**DOCUMENT EXCERPT**
>>>>
Midnight Notes takes an anti- anti-consumerist stand.
"How can it be possible?" we keep asking as internationally we live the worst defeat the working class has suffered since World War II. That the defeat is quite real is undeniable. If the collapse in the standard of living in the industrialized countries and the devastating pauperization of the Third World were not enough, the destruction of human lives today and throughout the seventies and eighties should confront even the blindest with this reality.
From the millions killed by starvation in Africa and Cambodia, to the thousands tortured in Chile and the Philippines and the extermination of the population in El Salvador, Guatemala, Lebanon and Palestine, our losses in what increasingly appears as a third world war are immense. Equally appalling is the apathy presently reigning in the U.S., which in itself is a defeat.
How can it be possible then? How can it be that thousands are massacred every day, almost under our eyes, and not a cry is raised, the only audible sound being the obscene squabbles of the politicians voicing some "displeasure" and reassuring us the blood is not on their hands. How can it be that in the USA itself millions are suffering and yet all one can hear is the call for more jails or more electric chairs to save the expense of the jails?
Economists will tell their story of interest rates with their clean charts so hygienic that not a limb, not a single death, can show through them. Psychologists have already packaged wholesale explanations ranging from the "me generation" to the alleged achievement by the masses of a "new maturity" in assessing what is or is not possible. All together, the sciences will tell us the issue is so complex that we should never hope to find an answer.
But it seems to us, instead, that the question is more simple. We're being defeated because we have allowed ourselves to be divided, at home and internationally. The forms that these divisions have taken, the means by which they have been achieved, tells the history of the 70's and 80's. The strategy of scarcity, whether accomplished by planned curtailment of resources (oil crisis/underproduction, etc.) or projected in an apocalyptic vision of rapidly diminishing resources coupled with growing over-population, was a classical strategy of division. To the generalization of workers’ demands (less work, more income) through the 60's, the ruling class has responded with the claim that there is not room enough for everybody --in fact today it is not clear if there is room enough for anybody.
<<<<
**DATA SECTION**
>>>>
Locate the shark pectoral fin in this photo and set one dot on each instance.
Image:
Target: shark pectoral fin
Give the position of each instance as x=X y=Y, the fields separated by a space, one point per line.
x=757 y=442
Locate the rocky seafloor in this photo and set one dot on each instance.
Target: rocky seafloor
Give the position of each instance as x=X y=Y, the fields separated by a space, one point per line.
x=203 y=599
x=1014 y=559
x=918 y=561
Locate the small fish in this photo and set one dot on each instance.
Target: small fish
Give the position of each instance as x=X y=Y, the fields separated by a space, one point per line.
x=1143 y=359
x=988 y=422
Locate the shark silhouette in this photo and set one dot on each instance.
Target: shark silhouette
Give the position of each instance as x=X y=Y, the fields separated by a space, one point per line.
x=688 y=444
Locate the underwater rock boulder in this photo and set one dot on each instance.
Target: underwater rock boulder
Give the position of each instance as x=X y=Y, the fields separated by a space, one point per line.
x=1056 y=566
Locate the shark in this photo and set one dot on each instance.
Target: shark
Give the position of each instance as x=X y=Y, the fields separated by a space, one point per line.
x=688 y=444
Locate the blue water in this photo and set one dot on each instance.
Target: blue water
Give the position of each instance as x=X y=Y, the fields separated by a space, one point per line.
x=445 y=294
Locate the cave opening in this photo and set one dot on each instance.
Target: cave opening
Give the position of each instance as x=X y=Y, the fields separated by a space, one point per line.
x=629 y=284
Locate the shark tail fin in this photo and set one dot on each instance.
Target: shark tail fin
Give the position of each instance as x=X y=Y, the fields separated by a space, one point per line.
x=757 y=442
<<<<
**TASKS TO CARRY OUT**
A - In the Midnight Notes essay, which demands of workers became general through the 60's?
B - For each statement, say whether it agrees with the Midnight Notes essay. Give yes or no and quote the words from the essay that decide it.
(i) The economists' charts make the deaths visible.
(ii) The apathy in the U.S. counts as a defeat in itself.
(iii) The essay holds that the question is too complex to answer.
C - Pick up the Midnight Notes essay after its last sentence and keep writing.

**THE ANSWERS**
A - Less work and more income.

B -
(i) No: "so hygienic that not a limb, not a single death, can show through them."
(ii) Yes: "Equally appalling is the apathy presently reigning in the U.S., which in itself is a defeat."
(iii) No: "But it seems to us, instead, that the question is more simple."

C -
From the very start, that is from the 1974 oil embargo that signalled the beginning of the counter-attack, national chauvinism and racism have been the pillar of all economic strategies. The Arabs, we were told, caused our suffering. The Arabs, in fact, were so much the villains through the 70's, so much identified as the cause of our present and future poverty, that one wonders whether one of the reasons for the indifference presently displayed by the average American in front of the butchery perpetrated against them with their sacred tax dollar is not due to the fact that for years they have been identified as the cause of our present and future poverty. The game of course has been played in reverse as first falling consumption in the USA and now high interest rates are blamed for the economic strangulation of Third World countries and the repressive measures that accompany them.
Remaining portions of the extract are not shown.